(Object location annotation data)
————————
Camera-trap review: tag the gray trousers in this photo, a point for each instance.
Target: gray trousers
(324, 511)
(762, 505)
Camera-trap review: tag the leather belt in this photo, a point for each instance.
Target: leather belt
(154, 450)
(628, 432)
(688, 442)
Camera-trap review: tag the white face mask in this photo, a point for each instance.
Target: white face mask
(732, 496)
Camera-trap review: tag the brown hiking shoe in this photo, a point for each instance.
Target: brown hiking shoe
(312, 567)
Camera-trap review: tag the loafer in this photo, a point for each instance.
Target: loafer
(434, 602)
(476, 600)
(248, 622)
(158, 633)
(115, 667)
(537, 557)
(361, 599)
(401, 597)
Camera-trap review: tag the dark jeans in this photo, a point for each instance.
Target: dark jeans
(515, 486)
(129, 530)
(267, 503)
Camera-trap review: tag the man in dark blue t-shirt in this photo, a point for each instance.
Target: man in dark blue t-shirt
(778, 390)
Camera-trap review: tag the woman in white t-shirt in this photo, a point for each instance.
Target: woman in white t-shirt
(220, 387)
————————
JOB
Type out all of the material again, word for word.

FULL RESPONSE
Camera-trap review: tag the gray trousers in this photo, a point for each instance.
Target: gray trousers
(324, 511)
(762, 505)
Camera-trap review: tag the leather belt in this photo, a point for each instance.
Target: leather belt
(154, 450)
(628, 432)
(688, 442)
Camera-trap review: tag the white face mask in this photo, a point for each instance.
Target: white face mask
(732, 496)
Camera-trap review: tag the brown hiking shoe in this photo, a point for each instance.
Target: brown hiking shoe
(312, 567)
Camera-trap review: tag the loafer in this photo, a point for each instance.
Target: loafer
(434, 602)
(476, 600)
(248, 622)
(158, 633)
(115, 667)
(537, 557)
(361, 599)
(401, 597)
Camera-trap review: tag the dark jeans in this photo, a point for each instance.
Target: dark jeans
(515, 486)
(129, 530)
(267, 503)
Camera-trap review: tag the man in dark blue t-shirt in this photo, a point for each instance.
Target: man in dark blue t-shirt
(778, 390)
Camera-trap review: tag the woman in white t-shirt in this photo, a point for each instance.
Target: woman in white t-shirt
(220, 387)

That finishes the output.